→ **Coordinate labeling data**
============
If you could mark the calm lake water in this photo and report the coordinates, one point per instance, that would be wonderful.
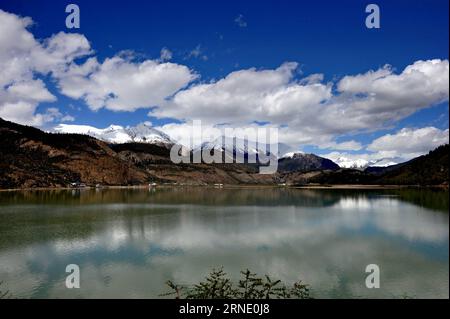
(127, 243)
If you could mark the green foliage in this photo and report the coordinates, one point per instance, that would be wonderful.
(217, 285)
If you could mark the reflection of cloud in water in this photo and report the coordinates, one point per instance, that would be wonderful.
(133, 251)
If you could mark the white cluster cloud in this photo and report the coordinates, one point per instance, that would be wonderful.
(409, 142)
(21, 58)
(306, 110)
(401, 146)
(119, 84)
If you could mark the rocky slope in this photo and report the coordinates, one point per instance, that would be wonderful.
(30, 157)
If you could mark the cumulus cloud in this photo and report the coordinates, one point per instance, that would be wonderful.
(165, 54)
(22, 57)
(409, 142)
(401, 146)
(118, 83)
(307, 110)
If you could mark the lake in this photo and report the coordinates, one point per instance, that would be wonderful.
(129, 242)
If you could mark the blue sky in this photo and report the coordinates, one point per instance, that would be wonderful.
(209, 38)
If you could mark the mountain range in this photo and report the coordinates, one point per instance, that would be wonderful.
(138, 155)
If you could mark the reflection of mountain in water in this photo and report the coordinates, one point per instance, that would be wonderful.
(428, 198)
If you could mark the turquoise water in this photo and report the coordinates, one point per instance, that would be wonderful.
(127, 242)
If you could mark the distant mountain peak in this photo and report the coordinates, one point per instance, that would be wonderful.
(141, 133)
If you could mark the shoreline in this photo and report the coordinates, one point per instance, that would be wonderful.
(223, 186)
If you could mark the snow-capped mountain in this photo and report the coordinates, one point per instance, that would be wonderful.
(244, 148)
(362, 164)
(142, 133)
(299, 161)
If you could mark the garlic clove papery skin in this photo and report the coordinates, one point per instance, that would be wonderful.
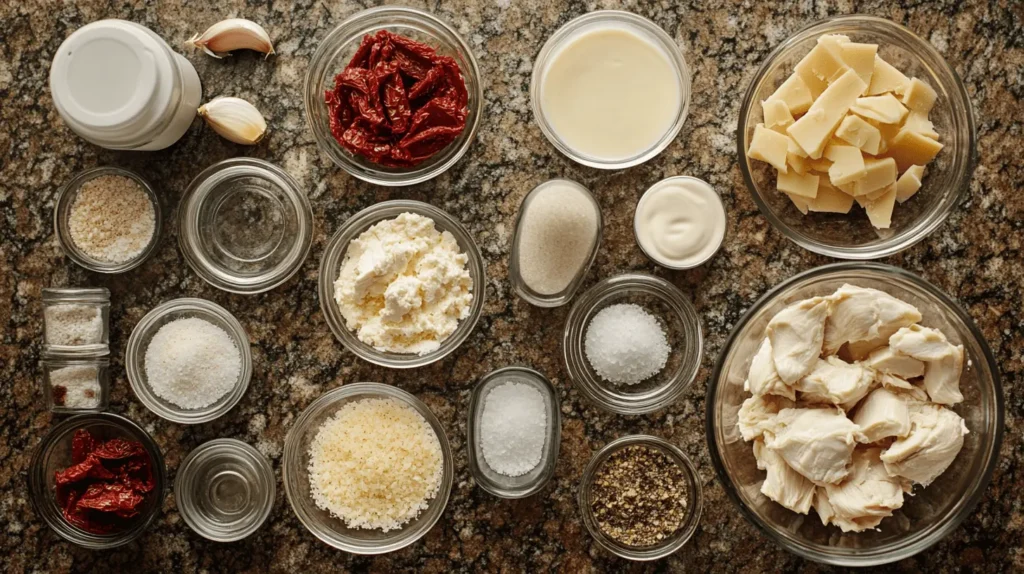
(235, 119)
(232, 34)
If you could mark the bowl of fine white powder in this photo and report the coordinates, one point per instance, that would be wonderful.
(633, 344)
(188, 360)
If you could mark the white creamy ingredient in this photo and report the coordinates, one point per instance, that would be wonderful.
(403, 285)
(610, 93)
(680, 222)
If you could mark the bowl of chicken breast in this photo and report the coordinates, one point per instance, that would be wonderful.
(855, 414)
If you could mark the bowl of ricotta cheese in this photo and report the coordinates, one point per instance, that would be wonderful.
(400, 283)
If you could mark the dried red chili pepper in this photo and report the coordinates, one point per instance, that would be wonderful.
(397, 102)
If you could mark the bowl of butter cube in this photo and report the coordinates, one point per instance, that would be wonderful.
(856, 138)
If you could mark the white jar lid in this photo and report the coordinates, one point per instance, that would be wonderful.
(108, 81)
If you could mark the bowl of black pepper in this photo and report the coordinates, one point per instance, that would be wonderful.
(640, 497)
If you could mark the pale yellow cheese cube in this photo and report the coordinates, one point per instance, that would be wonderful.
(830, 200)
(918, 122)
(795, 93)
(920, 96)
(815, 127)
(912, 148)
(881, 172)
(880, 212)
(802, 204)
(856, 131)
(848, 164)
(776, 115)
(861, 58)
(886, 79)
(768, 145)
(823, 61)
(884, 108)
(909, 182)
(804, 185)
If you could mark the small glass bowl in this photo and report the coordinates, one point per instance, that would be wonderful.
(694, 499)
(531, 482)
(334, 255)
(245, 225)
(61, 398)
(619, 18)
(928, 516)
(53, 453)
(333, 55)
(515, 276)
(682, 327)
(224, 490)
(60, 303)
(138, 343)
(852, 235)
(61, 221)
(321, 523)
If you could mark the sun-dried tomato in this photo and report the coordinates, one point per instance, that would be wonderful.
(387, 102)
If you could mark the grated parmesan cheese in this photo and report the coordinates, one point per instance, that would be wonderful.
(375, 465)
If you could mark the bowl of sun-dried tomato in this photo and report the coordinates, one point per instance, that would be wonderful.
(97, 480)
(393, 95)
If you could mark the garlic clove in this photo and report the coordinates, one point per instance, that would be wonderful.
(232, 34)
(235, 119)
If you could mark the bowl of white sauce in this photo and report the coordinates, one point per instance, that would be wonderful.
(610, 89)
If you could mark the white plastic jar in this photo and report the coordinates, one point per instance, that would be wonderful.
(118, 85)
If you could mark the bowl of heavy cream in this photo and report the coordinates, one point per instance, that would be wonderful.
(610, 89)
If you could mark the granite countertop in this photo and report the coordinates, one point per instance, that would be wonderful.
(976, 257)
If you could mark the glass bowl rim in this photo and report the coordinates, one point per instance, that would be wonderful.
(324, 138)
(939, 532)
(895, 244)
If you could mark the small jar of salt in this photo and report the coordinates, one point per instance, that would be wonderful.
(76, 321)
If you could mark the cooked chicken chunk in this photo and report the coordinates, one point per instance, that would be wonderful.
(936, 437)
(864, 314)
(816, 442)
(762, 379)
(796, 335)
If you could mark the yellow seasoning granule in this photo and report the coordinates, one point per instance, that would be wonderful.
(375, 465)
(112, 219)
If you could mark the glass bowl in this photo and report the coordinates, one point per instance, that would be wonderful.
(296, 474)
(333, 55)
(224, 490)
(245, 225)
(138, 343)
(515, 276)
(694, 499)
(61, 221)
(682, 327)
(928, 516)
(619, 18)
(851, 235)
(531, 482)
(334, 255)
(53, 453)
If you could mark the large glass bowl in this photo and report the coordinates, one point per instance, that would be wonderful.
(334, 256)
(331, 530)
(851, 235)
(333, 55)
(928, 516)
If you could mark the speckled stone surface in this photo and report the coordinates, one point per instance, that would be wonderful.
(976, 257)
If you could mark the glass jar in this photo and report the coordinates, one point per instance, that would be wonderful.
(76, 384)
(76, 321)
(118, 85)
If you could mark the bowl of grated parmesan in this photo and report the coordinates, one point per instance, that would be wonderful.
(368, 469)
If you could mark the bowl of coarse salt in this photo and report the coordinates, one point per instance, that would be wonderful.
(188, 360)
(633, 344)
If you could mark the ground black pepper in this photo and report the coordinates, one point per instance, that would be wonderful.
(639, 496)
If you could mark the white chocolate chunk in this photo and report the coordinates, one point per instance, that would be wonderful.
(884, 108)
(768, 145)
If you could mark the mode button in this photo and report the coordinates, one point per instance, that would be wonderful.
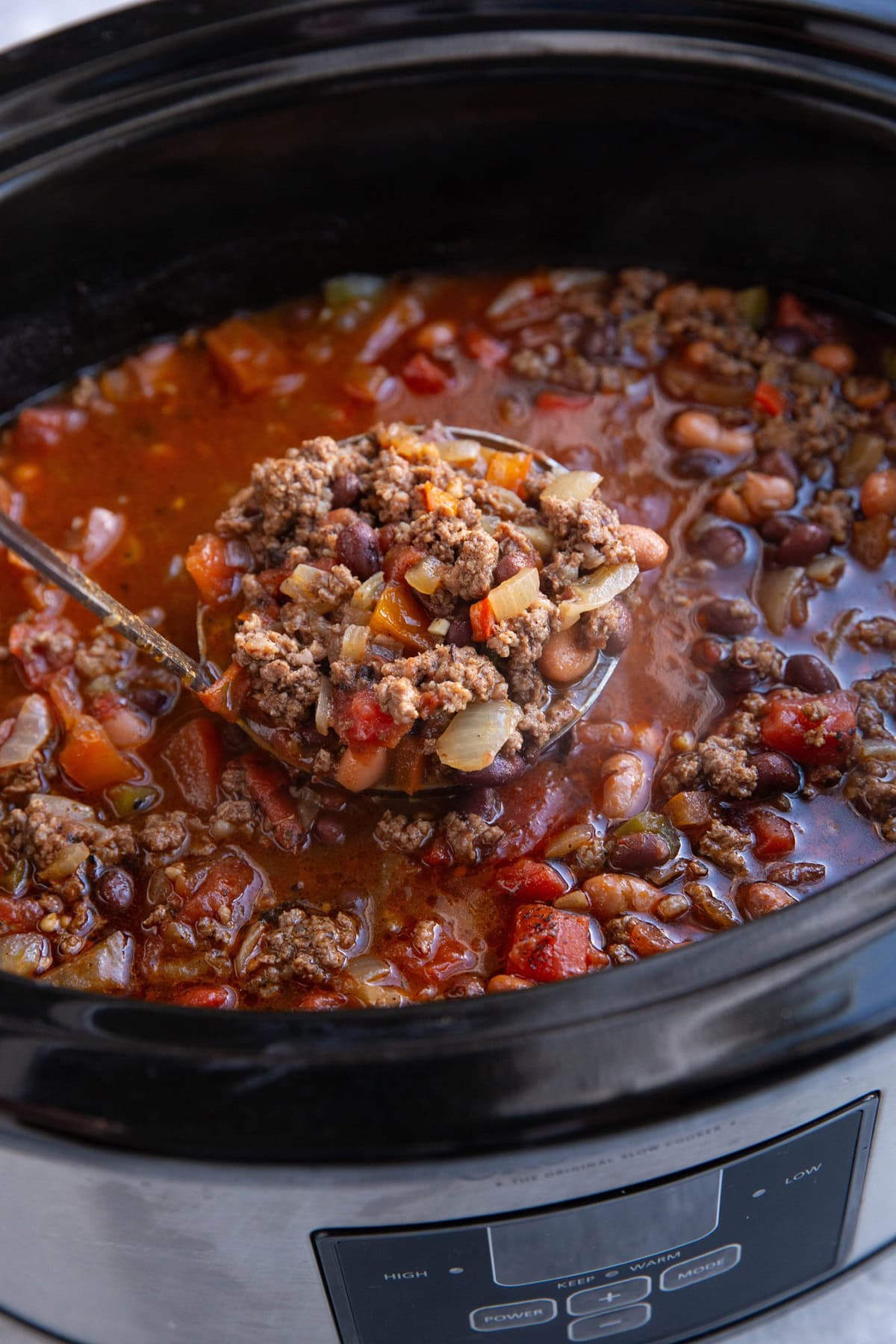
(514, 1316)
============
→ **OBJECTIVE**
Restate the whole of the material word for word without the pictures.

→ **THE COMPLETED TASK**
If you could mark the calm lake water in this photo and report the coordinates, one point per instance, that would be wonderful.
(127, 243)
If you could mark the green foliage in this photo and report the coordinates, one point per instance, that would be wonderful.
(217, 285)
If you could mark the reflection of cloud in water in this photo and report the coordinates, one point per instance, that would be wonderful.
(133, 251)
If you could mark the white cluster cloud in this photo and report the coordinates, one point per instance, that would be wonderful.
(409, 142)
(21, 58)
(306, 110)
(401, 146)
(119, 84)
If you could mark the rocky slope in this photo and report the coordinates, one point per instance, that would be wonderful.
(30, 157)
If you could mark the cumulus cloud in this photo and report the coordinates, one point per instance, that would be wonderful.
(165, 54)
(22, 57)
(409, 142)
(401, 146)
(118, 83)
(307, 110)
If you could mark the lake in this photo and report the coordinates, one point per instance, that would be wonderful.
(129, 242)
If you could mark the blue sky in this photo and report the coordinates, one point per instance, that would be wonderful.
(209, 38)
If you could mark the mountain range in this photo and report the coordinates, one point per instance, that would be wonderful.
(138, 155)
If you could mark the reflection of mountain in water in this photo and report the coordinates, one point per instance, that would be wonderful.
(428, 198)
If you could mark the turquoise water in this photo and report the coordinates, one point per instance, that would be wonderful.
(127, 242)
If you could mark the distant mountain peak in this photo and report the coordinates, one point per instance, that would be wonderful.
(141, 133)
If you could mark the shoreline in this photo and report the coordinates, one point per instance, that would be wonderful.
(223, 186)
If you could mark the snow-capped mountain in this photo and report the coordinates, one point per instance, that would be wonderful.
(244, 148)
(362, 164)
(142, 133)
(299, 161)
If you could mark the garlic clove papery skin in this photo and report the coordinates, one point per instance, that would be wonderful.
(235, 119)
(232, 34)
If you could mark the bowl of fine white powder in this photo and report the coordinates, one point per instance, that would be wonderful.
(633, 344)
(188, 360)
If you could mark the white creamy ingredient in this photo and report the coordinates, one point per instance, that would be wonderful.
(403, 285)
(610, 93)
(680, 222)
If you could mark the bowl of chicken breast in this photo and report the coordinates, one point per instance, that would be wonderful.
(855, 414)
If you could mark the bowl of ricotta cheese in this photo and report the coordinates, one point per instance, that would be wonderful.
(400, 283)
If you could mark the dried red chili pepper in this photo and report the coordinates, one point per instance, that would be wonderful.
(397, 102)
If you could mark the bowl of butter cube in this photo and report the coordinates, one point per instance, that would be wonderful.
(856, 138)
If you could mark the white jar lid in this photo and report the coordinates, one point per instance, that would be wonderful.
(108, 81)
If you could mark the bowl of black pepper in this photo and report the coordinates, one point per instance, that would be wonderful.
(640, 497)
If you could mark the pale yellow cheese cube in this photo and report the coordinates, one point per instance, that would be wonderful.
(830, 200)
(918, 122)
(795, 93)
(920, 96)
(815, 127)
(912, 148)
(881, 172)
(880, 212)
(802, 204)
(856, 131)
(848, 164)
(776, 115)
(861, 58)
(886, 79)
(768, 145)
(823, 61)
(884, 108)
(909, 182)
(804, 185)
If you could mark the small glass bowl in this photo and report the coordinates, one point per instance, that would be wonderful.
(694, 499)
(531, 482)
(334, 255)
(245, 225)
(61, 398)
(619, 18)
(928, 516)
(53, 453)
(333, 55)
(515, 276)
(682, 327)
(224, 490)
(60, 303)
(138, 343)
(852, 235)
(61, 221)
(321, 523)
If you could mark the sun-dried tomato in this photo and report the coordinates, one point per instance, that would be wonderful.
(387, 102)
If you could mark the grated parmesan cheese in this photo and report the coordinates, one point per instance, that would be wonderful.
(375, 465)
If you could mark the bowl of sun-dried tomato in this photo and report the coordinates, one point per instance, that would be wonderful.
(97, 480)
(393, 95)
If you could mark the garlic clove in this photo and report the coordinates, one point per instance, that would be wonderful.
(232, 34)
(235, 119)
If you could mark the bowl of white sauce in this photo and report the coordinates, one point per instance, that would be wonderful.
(610, 89)
If you could mark the white plastic jar in this photo and report the coordinates, one point per instance, that would be wonderful.
(118, 85)
If you could mark the bowl of heavy cream in this photo and report the coordinates, one point per instance, that would be wonderful.
(610, 89)
If you could mark the granite countertop in this photo and report the coordinates, one point per instance, that would be wonderful.
(976, 257)
If you could mark the glass bowl rim in this photo and report the coordinates, one point per instance, that would be wonderful.
(324, 138)
(939, 532)
(895, 244)
If you could mark the small jar of salt in this photo and report the coordinates, one point per instance, that would be wonderful.
(76, 321)
If you could mark the cooked chicken chunk in this photo and report the coordinates, one point per instance, that would be wonderful.
(936, 437)
(864, 314)
(816, 442)
(762, 379)
(796, 335)
If you could mark the yellow seasoning granule in this photo and report the coordinates, one point per instance, that would be wonderful.
(375, 465)
(112, 219)
If you could mark the glass bowl in this photo and report the coordinates, one point per instance, that would be wonderful.
(296, 474)
(333, 55)
(224, 490)
(245, 225)
(138, 343)
(515, 276)
(694, 499)
(61, 221)
(682, 327)
(928, 516)
(619, 18)
(851, 235)
(531, 482)
(334, 255)
(53, 453)
If you could mark the large glass bowl in this photo and report the coordinates, one point per instance, that would be wonderful.
(334, 256)
(331, 530)
(851, 235)
(333, 55)
(928, 516)
If you could mark the speckled stone surface in this photo and report the coordinates, one point per instance, that would be wonderful.
(976, 257)
If you could mark the glass jar in this photo and report the coordinates, one point per instance, that would be wonderful.
(76, 384)
(76, 321)
(118, 85)
If you could mark the bowl of grated parmesan in this photo and report the coordinates, one point per instance, that would be wonderful.
(368, 469)
If you could mark the bowl of coarse salt in this photo and report the coordinates, one point per instance, that would be wonderful.
(188, 360)
(633, 344)
If you could mark the ground black pepper in this photo and report the coordinates, one point per instance, that would be wonderful.
(639, 496)
If you could mark the white chocolate chunk in this photo and report the coordinates, one point per instance, that would be wonderful.
(884, 108)
(768, 145)
If you could mark the mode button in this photo and report the coordinates, one point per instance, that would be wonderful.
(514, 1316)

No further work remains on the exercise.